This work presents a prototype of a system that applies natural language processing, machine learning and semantic web technologies to enhance the editorial process of news. The system is being developed in collaboration with a company that develops news production software for the international news industry. The system includes components for the whole process: gathering data from sources (news sites, social networks, etc.), storing those items, translating them, extracting and storing semantic annotations from them, classifying them, augmenting them with related information, detecting events, help reporters work on the creation of new news item, etc.

The topic of the paper is within the scope of the journal. It is well written, well structured and easy to read. I find the described system to be quite interesting and comprehensive, trying to improve the whole life cycle of a news item. However, I don't feel the paper meets the requirements for a regular paper, as explained below. I wonder whether it would make more sense to adapt it for publication as an "Application report", since it would in my opinion fit the evaluation criteria of the journal for that category.

• Extracted entries:
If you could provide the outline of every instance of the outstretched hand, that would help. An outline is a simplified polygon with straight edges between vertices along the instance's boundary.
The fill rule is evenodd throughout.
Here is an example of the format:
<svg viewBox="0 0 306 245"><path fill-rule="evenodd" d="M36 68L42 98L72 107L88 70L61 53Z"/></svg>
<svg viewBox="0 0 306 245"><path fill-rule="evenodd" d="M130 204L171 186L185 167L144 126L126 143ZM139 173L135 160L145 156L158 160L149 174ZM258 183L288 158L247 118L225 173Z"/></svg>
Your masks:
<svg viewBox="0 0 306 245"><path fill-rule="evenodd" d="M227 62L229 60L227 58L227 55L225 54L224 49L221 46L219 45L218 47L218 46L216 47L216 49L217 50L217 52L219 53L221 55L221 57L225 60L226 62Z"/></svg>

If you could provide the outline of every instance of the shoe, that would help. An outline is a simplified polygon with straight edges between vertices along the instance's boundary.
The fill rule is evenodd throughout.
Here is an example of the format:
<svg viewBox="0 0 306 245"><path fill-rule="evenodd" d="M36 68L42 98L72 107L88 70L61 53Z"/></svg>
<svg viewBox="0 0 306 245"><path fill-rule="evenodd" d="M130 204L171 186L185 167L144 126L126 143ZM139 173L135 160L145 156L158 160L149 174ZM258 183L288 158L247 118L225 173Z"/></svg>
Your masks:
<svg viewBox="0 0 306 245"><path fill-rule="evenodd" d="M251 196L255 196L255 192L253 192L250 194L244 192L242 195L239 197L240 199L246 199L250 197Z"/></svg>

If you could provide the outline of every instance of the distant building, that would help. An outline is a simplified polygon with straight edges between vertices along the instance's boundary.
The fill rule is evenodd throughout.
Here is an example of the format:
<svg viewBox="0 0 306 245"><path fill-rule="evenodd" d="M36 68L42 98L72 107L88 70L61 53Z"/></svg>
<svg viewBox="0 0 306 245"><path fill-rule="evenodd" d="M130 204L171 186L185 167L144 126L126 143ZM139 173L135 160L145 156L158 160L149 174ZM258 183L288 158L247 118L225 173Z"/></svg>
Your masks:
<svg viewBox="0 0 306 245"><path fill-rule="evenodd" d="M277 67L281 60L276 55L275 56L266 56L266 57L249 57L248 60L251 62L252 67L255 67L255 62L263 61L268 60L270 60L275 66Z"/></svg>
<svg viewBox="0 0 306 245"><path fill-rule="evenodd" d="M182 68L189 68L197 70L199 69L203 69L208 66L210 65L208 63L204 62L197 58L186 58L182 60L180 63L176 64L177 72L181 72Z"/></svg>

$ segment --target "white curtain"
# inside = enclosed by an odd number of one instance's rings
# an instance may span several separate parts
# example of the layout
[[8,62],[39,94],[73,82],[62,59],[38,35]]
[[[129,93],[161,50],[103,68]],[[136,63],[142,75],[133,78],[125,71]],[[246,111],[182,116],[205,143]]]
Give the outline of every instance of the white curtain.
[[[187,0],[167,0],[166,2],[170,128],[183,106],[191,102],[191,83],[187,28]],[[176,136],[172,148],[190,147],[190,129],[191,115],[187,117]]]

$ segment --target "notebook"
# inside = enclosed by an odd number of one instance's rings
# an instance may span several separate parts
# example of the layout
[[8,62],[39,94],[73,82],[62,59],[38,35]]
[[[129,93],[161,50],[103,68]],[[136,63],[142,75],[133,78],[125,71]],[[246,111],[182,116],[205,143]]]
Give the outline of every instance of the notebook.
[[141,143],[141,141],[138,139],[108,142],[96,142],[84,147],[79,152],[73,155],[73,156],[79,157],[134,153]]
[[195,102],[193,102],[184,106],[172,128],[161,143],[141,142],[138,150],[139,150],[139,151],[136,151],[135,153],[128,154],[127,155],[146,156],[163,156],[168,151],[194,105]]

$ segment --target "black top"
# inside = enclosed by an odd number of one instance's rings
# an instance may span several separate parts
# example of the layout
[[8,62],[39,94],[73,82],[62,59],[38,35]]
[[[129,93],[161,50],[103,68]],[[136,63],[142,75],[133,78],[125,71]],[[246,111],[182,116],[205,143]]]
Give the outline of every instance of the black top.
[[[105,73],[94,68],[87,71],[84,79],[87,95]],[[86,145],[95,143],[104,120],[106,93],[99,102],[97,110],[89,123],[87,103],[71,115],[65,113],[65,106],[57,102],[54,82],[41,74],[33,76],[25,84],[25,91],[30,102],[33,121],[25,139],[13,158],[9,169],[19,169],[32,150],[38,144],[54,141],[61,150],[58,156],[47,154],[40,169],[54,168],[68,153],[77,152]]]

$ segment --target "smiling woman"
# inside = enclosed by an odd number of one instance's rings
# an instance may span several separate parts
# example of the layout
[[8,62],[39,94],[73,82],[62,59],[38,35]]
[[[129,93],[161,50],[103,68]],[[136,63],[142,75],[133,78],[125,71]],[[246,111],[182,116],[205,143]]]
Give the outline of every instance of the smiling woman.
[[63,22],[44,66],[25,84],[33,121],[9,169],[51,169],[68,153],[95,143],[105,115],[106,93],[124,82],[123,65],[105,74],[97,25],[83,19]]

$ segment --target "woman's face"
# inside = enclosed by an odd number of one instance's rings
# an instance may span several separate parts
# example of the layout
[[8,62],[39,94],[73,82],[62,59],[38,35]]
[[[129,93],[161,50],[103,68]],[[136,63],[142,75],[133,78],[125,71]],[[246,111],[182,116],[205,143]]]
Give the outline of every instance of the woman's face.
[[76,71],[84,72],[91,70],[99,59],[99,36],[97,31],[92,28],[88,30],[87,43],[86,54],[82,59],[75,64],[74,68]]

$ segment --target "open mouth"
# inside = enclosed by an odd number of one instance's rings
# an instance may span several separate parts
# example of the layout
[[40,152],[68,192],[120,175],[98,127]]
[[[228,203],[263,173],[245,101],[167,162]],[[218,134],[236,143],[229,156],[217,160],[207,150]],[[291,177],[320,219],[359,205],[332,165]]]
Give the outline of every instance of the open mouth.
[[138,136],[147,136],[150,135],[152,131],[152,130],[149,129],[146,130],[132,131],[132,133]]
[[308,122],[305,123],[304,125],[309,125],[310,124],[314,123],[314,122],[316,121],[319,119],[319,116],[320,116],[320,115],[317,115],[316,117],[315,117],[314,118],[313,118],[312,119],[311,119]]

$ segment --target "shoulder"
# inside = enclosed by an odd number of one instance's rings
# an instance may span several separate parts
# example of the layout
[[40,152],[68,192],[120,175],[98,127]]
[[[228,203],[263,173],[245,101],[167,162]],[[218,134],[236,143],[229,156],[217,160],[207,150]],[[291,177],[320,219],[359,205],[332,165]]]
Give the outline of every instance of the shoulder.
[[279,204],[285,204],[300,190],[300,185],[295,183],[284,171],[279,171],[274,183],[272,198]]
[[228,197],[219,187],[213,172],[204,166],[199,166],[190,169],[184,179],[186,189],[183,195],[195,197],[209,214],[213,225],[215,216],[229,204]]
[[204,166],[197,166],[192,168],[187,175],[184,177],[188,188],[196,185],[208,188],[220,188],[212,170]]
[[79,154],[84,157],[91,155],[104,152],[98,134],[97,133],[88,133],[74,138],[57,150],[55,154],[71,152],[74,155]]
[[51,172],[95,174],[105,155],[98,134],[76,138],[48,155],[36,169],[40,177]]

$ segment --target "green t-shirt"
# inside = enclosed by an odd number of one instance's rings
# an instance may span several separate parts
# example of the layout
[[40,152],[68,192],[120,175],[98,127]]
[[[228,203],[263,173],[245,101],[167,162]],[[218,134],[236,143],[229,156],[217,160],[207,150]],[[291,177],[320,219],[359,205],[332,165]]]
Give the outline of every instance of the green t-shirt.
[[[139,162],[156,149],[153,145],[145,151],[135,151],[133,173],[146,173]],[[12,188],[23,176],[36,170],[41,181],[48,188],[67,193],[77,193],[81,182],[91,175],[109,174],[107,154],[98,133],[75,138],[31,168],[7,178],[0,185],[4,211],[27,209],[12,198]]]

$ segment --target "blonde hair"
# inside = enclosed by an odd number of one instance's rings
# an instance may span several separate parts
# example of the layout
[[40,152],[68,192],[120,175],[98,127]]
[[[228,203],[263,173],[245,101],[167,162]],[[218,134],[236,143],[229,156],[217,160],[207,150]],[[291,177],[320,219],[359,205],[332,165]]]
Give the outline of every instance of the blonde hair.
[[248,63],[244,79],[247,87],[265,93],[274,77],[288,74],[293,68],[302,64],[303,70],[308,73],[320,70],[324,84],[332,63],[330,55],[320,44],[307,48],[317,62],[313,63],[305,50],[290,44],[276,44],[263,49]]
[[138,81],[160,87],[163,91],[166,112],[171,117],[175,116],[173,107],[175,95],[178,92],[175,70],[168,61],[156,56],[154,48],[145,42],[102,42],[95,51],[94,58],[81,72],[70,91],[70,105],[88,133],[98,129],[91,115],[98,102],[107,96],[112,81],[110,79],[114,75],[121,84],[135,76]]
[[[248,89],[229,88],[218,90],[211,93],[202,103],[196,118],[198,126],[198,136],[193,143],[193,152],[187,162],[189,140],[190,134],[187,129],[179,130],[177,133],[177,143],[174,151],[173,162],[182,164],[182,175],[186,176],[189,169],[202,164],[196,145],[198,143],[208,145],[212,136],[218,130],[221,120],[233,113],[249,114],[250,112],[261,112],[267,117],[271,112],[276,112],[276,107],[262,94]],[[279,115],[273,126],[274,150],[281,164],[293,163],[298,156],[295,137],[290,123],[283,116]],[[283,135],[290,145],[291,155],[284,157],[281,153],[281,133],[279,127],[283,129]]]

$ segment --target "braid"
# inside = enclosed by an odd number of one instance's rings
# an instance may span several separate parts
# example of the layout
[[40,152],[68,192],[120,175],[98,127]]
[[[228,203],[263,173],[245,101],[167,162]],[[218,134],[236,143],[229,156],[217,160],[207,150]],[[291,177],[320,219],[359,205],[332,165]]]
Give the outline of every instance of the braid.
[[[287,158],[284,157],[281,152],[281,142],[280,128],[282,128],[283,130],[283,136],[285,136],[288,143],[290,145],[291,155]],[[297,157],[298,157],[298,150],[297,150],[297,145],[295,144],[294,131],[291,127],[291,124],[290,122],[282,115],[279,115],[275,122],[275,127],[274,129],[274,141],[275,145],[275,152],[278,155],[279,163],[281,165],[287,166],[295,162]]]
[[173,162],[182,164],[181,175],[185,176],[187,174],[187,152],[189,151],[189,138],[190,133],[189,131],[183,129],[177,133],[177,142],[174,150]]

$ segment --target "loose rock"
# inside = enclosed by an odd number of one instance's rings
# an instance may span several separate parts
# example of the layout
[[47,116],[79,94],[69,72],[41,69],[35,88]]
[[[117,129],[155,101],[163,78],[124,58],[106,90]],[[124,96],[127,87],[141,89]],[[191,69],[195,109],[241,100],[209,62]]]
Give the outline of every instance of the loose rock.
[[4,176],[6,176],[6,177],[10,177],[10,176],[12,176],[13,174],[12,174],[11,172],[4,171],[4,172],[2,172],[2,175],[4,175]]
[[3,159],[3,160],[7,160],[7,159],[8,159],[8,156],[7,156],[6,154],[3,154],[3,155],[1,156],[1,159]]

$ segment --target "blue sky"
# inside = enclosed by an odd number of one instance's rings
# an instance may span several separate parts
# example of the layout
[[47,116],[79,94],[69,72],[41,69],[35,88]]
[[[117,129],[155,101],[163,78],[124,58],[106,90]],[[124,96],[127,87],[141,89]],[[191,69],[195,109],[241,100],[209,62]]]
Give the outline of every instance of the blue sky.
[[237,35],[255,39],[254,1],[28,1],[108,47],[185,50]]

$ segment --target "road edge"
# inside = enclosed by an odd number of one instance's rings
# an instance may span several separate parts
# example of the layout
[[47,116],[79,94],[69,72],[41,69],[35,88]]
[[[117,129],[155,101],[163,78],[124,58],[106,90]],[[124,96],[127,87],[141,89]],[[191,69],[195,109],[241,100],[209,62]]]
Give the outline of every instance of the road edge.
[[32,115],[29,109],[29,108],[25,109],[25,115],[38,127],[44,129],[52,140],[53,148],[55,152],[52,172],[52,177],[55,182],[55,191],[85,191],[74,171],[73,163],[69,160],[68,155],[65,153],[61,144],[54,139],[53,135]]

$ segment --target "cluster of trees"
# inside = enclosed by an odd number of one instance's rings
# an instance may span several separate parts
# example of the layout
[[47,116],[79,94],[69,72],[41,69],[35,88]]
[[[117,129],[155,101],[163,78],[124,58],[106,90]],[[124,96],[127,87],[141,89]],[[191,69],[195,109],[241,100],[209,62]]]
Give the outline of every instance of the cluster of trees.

• Set problem A: In the entries, change "outstretched hand" to "open palm" and write out everything from the first line down to the line containing "62L229 60L227 58L227", leaving all else as it is.
• Set problem B: Go on with the paper review of the news-editing system from where it stops.
The paper review and the entries have nothing to do with each other.

• Task answer A:
If you could provide the outline of every instance of the open palm, that would help. An outline is a simplified polygon with straight edges between vertices along the instance's boundary.
The fill rule is evenodd throughout.
Here is an example of the format:
<svg viewBox="0 0 306 245"><path fill-rule="evenodd" d="M36 68L42 98L72 107L88 70L61 53Z"/></svg>
<svg viewBox="0 0 306 245"><path fill-rule="evenodd" d="M130 204L171 186L185 167L144 126L126 143ZM139 173L135 160L145 156L158 160L149 174ZM258 183L288 158L247 118L225 173Z"/></svg>
Your masks:
<svg viewBox="0 0 306 245"><path fill-rule="evenodd" d="M227 62L229 60L227 58L227 55L225 54L224 49L221 46L219 45L218 47L218 46L216 47L216 49L217 50L217 52L219 53L221 55L221 57L225 60L226 62Z"/></svg>

• Task answer B:
The architecture of the whole system can, up to a point, be considered original and the main contribution of the paper, although none of its components is especially novel, except, perhaps, the ability to apply the system to early drafts of news items on which a journalist is working. The architecture is composed by more or less standard modules in this kind of systems (data gathering, automated translation, classification, named entity recognition and disambiguation, metadata storage in graph format, sentiment analysis, etc.) Each of these modules is built in the current prototype of the system on top of already existing software or services. They communicate with each other through REST APIs.

I also find the evaluation of the system to be weak. The paper presents it from three points of view:

- Section 7.1 (proof-of-concept evaluations) describes just software tests (functional tests, integration tests, etc.) they applied to the software, which don't add any scientific value. Readers would expect the prototype of a system such as this to be properly tested, and then no mention to it is needed. I recommend removing this section.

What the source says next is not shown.